→ Task requirements:
Pull every line with "boat" from the entries below.

= = = = = = =

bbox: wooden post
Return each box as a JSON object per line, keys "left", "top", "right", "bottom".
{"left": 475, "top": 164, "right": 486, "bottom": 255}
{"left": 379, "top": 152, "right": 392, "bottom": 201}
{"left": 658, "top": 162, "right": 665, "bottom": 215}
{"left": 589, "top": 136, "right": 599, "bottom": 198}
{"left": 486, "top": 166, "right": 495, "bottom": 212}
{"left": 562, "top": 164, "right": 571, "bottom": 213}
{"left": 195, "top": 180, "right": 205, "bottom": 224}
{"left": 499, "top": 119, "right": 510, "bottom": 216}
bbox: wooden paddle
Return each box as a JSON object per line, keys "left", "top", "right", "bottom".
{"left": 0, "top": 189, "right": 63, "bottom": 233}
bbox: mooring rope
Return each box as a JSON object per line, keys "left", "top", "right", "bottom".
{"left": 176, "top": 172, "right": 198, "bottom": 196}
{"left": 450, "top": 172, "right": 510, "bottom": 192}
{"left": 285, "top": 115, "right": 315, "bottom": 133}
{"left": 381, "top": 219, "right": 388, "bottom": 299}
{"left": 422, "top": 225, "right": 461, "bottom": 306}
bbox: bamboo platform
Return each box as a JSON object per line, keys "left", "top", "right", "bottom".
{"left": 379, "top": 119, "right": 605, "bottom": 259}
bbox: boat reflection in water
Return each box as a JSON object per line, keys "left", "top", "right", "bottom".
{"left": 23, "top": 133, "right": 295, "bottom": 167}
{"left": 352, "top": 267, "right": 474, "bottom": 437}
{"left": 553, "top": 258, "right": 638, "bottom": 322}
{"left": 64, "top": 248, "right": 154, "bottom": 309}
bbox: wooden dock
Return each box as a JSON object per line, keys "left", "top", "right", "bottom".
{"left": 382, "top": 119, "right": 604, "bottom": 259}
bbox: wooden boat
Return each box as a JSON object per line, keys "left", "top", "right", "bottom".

= = = = = = =

→ Result of the exercise:
bbox: boat reflection in water
bbox: wooden boat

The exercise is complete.